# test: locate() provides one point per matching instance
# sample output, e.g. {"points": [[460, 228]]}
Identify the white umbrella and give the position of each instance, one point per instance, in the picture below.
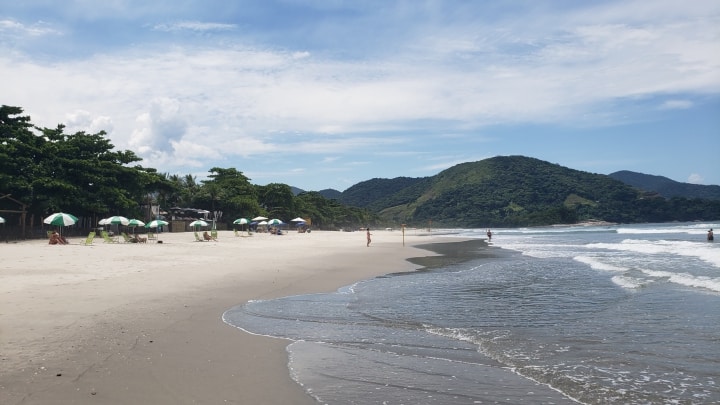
{"points": [[60, 219]]}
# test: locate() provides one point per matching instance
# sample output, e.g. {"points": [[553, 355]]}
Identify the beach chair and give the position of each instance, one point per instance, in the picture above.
{"points": [[107, 238], [90, 238]]}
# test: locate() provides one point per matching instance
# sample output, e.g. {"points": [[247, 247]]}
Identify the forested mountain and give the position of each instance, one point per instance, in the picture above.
{"points": [[666, 187], [518, 191], [330, 194]]}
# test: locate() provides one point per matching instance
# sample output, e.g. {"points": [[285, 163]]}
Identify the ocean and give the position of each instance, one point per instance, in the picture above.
{"points": [[621, 314]]}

• [What to produce]:
Extract every line of the material that contains the string "points", treating uppercase and lowercase letters as distinct.

• [Answer for the task]:
# sample output, e.g. {"points": [[460, 228]]}
{"points": [[60, 219]]}
# sample output, e.g. {"points": [[553, 355]]}
{"points": [[107, 238], [90, 238]]}
# sample output, e.g. {"points": [[247, 247]]}
{"points": [[666, 187], [518, 191], [330, 194]]}
# sample output, e.g. {"points": [[285, 163]]}
{"points": [[621, 314]]}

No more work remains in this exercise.